* **Your objective**: Write every record out again exactly as given.

____

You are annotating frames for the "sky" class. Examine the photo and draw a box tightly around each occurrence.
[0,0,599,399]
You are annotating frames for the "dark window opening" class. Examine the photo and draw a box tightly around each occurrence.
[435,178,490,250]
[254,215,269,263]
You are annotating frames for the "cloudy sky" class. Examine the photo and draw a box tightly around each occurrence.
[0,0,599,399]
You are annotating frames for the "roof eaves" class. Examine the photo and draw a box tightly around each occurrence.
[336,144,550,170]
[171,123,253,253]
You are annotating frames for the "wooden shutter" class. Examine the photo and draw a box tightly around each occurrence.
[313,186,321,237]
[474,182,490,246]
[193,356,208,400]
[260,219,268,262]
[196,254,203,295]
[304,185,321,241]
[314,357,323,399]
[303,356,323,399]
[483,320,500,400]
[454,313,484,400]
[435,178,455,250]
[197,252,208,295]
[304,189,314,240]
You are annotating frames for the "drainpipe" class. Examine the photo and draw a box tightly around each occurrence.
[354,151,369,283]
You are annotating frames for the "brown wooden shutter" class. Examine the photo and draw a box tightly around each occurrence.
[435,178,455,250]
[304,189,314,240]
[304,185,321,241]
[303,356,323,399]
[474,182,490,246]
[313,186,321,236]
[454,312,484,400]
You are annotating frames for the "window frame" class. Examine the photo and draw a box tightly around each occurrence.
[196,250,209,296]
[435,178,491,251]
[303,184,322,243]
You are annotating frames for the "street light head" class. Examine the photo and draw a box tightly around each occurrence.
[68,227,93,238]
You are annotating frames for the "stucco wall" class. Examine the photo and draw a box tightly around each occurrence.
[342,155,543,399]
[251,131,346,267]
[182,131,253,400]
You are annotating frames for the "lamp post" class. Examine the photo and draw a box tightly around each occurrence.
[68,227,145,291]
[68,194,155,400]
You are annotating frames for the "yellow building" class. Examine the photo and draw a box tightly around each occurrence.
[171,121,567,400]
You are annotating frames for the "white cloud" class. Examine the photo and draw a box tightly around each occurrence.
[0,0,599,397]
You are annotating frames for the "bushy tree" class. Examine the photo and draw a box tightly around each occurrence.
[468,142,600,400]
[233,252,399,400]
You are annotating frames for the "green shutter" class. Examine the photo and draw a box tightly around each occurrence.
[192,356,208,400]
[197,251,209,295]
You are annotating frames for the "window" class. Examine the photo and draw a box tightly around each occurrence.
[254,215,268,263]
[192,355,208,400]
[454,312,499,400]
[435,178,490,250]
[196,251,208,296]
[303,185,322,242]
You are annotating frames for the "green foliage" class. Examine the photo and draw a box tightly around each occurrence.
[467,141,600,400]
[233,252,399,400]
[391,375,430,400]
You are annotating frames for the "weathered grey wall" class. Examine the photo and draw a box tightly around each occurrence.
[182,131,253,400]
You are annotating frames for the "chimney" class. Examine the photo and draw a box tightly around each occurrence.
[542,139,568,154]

____

* **Answer area**:
You are annotating frames for the "sky" class. Examine the photo and draw a box tightly around each occurrence.
[0,0,599,399]
You are annotating frames for the "dark window opening" class. Examine the photo and draw a box tightly around each occurrence.
[435,178,490,250]
[254,215,269,263]
You are annotating frames for the "cloudy sky" class. Examine the photo and draw a box tightly around each occurrence.
[0,0,599,399]
You are annotating frames for the "roof eaves" class. Examine the photo and draw a box tightly around each occurrence.
[336,144,550,170]
[171,123,253,253]
You are annotating frames for the "wooden shutter" class. Examine the photo and draw a box tightly around each occurrence.
[313,186,321,237]
[474,182,490,246]
[193,356,208,400]
[260,219,268,262]
[196,254,203,295]
[304,185,321,241]
[314,357,323,399]
[303,356,323,399]
[483,320,500,400]
[454,313,484,400]
[435,178,455,250]
[197,252,208,295]
[304,189,314,240]
You are annotating frames for the "drainpipe" class. Examine the photo and draw a box tightly around each occurrence.
[354,151,369,283]
You are annotating frames for the "brown wooden shutter" class. Examine the photo and draw a box tightly around each occurrence.
[435,178,455,250]
[304,189,314,240]
[304,185,321,241]
[303,356,323,399]
[474,182,490,246]
[313,186,321,236]
[454,312,484,400]
You are annotating frames for the "window frame" class. Examine the photo and draw a box tightly around each occurrence.
[196,250,209,296]
[435,178,491,251]
[303,184,322,243]
You are annotating frames for the "street light head" class. Examine the photo and draw a box tightly around each occurrence.
[68,227,93,238]
You are annotating frames for the "stucco wall" class. Examine the photo and draw a box tightly around each occurrence.
[342,155,543,399]
[251,131,346,267]
[182,131,253,400]
You are annotating frames for the "lamp post" class. Examine the photo and draw a box tightly around each occurrence.
[68,227,145,291]
[68,194,155,400]
You are annotating frames for the "yellow building" class. Examine the photo and draw a box tightly around each occurrence.
[171,121,567,400]
You are annotating frames for the "white cloud" class. Examine the photo and draw a box tightly around each occurrence.
[0,0,599,397]
You are annotating frames for the "bushy tree" class. Examine the photo and draw a box tightly around each occurrence.
[468,142,600,400]
[233,252,399,400]
You are annotating frames for the "green shutter" class. Examine the photo and draw a box tightly around each occurrence.
[192,356,208,400]
[197,251,209,295]
You are annotating frames for the "window" class. Examine the photo and draw a box tightly around each occurrence.
[254,215,268,263]
[192,355,208,400]
[454,312,499,400]
[435,178,490,250]
[196,251,208,296]
[303,185,322,242]
You are annotating frames for the "green foliage" class. Examine the photo and draw a box tightly around each occurrence.
[467,141,600,400]
[233,252,399,400]
[391,375,430,400]
You are annotating frames for the "weathered grey wall" class. Examine the photo and draw a box tightly around each occurrence.
[182,131,253,400]
You are annotating frames for the "chimney" class. Examine the photo and draw a box tightly around each occurrence.
[542,139,568,154]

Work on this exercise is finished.